### RECORDS FOR THE EXERCISE

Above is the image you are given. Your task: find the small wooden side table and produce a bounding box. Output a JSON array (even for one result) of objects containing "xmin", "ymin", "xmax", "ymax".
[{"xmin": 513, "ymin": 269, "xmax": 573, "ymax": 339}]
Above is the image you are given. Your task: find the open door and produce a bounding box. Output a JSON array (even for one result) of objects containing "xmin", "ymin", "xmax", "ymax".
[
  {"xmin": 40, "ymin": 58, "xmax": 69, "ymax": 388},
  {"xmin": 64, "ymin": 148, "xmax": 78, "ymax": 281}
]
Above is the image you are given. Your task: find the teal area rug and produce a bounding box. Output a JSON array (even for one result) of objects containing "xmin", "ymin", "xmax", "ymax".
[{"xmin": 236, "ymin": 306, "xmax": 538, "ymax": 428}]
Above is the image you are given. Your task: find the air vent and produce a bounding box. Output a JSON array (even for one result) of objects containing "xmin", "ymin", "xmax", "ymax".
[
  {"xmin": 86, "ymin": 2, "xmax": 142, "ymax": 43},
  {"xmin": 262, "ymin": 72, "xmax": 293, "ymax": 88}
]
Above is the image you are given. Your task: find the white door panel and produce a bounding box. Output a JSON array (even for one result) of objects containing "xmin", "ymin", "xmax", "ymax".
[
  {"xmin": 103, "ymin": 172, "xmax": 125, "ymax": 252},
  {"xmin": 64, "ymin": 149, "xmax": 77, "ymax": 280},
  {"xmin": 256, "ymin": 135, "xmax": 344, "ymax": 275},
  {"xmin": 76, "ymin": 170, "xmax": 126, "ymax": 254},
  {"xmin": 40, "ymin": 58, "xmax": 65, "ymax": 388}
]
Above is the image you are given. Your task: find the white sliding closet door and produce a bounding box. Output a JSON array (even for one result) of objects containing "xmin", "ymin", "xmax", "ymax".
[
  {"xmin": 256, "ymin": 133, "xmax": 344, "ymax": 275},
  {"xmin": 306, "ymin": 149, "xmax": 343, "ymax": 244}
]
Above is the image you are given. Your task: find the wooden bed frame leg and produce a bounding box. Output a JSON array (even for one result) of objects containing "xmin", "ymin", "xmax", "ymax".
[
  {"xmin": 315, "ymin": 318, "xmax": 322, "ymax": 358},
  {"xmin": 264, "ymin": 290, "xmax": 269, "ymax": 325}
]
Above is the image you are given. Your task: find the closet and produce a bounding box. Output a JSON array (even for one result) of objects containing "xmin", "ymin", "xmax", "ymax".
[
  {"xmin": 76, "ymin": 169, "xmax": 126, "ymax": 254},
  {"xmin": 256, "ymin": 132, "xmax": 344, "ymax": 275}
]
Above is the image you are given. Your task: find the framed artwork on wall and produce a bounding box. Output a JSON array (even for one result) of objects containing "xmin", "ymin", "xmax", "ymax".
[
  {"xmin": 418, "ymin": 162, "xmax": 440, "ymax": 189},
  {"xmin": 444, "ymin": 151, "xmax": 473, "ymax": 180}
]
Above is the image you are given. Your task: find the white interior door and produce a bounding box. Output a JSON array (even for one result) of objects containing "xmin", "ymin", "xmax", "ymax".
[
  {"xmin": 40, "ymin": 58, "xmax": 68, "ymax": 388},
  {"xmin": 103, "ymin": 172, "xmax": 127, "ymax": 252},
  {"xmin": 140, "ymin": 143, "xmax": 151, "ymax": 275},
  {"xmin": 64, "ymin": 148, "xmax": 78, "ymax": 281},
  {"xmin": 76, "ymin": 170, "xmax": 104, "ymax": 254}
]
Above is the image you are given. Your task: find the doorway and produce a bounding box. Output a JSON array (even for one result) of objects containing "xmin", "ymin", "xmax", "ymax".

######

# STATED EXERCISE
Copy out all the items again, substituting "return" for every occurrence of "produce" and leaving everything else unchanged.

# REPLY TO THE TASK
Above is the image you are given. Your task: find the small wooden side table and return a bounding box. Output a JSON array (even for one result) of objects containing "xmin", "ymin", "xmax", "ymax".
[{"xmin": 513, "ymin": 269, "xmax": 573, "ymax": 339}]
Above is the image you are given. Your task: find the open door and return a bounding box. Output a JSON array (even for one result) of objects containing "xmin", "ymin", "xmax", "ymax".
[
  {"xmin": 40, "ymin": 58, "xmax": 69, "ymax": 388},
  {"xmin": 64, "ymin": 148, "xmax": 78, "ymax": 281}
]
Above is the image you are given. Your task: find the teal area rug and return a bounding box. Output a JSON array (even for one result) of objects containing "xmin", "ymin", "xmax", "ymax".
[{"xmin": 236, "ymin": 306, "xmax": 538, "ymax": 428}]
Above is the image you are given. Your task: find the air vent and return a bounding box. Output a JSON array (even for one result) of objects containing "xmin", "ymin", "xmax", "ymax".
[
  {"xmin": 86, "ymin": 2, "xmax": 142, "ymax": 43},
  {"xmin": 262, "ymin": 72, "xmax": 293, "ymax": 88}
]
Above is the image you are given. Your task: find the white door panel and return a bounding box. Output a JSON array (even for one result) of objects containing "xmin", "ymin", "xmax", "ymax".
[
  {"xmin": 103, "ymin": 172, "xmax": 125, "ymax": 252},
  {"xmin": 64, "ymin": 149, "xmax": 77, "ymax": 280},
  {"xmin": 256, "ymin": 135, "xmax": 344, "ymax": 275},
  {"xmin": 76, "ymin": 170, "xmax": 126, "ymax": 254},
  {"xmin": 40, "ymin": 58, "xmax": 65, "ymax": 388}
]
Above is the image you are given. Your task: find the white sliding closet door and return a bounding box. Output a JSON array (even for one result) of objects containing "xmin", "ymin", "xmax", "ymax".
[
  {"xmin": 256, "ymin": 133, "xmax": 344, "ymax": 275},
  {"xmin": 306, "ymin": 149, "xmax": 343, "ymax": 244}
]
Above is the image you are given. Your task: find the wooden bed frame leg and return a bounding box. Output a JSON array (even for one result) of objects containing "xmin", "ymin", "xmax", "ymax".
[
  {"xmin": 315, "ymin": 318, "xmax": 322, "ymax": 358},
  {"xmin": 264, "ymin": 290, "xmax": 269, "ymax": 325}
]
Above is the image you are given. Your task: find the closet and return a bounding box. Output a JSON array (even for one result) of objects containing "xmin", "ymin", "xmax", "ymax".
[
  {"xmin": 76, "ymin": 169, "xmax": 126, "ymax": 254},
  {"xmin": 256, "ymin": 132, "xmax": 344, "ymax": 275}
]
Above is the image you are given. Your task: find the framed artwork on wall and return a bounding box. Output a JSON array (even for one result) of objects containing "xmin", "ymin", "xmax", "ymax".
[
  {"xmin": 418, "ymin": 162, "xmax": 440, "ymax": 189},
  {"xmin": 444, "ymin": 151, "xmax": 473, "ymax": 180}
]
Above is the image you are given. Your task: find the white interior door and return a bounding box. Output a JSON array (even for one result) of objects containing "xmin", "ymin", "xmax", "ymax".
[
  {"xmin": 40, "ymin": 58, "xmax": 68, "ymax": 388},
  {"xmin": 103, "ymin": 172, "xmax": 127, "ymax": 252},
  {"xmin": 140, "ymin": 143, "xmax": 151, "ymax": 275},
  {"xmin": 64, "ymin": 148, "xmax": 78, "ymax": 281},
  {"xmin": 76, "ymin": 170, "xmax": 104, "ymax": 254}
]
Above is the image you are given. Your task: find the doorway and return a bounding box. Output a JSON array (even for one result) of objects containing "xmin", "ymin", "xmax", "ymax".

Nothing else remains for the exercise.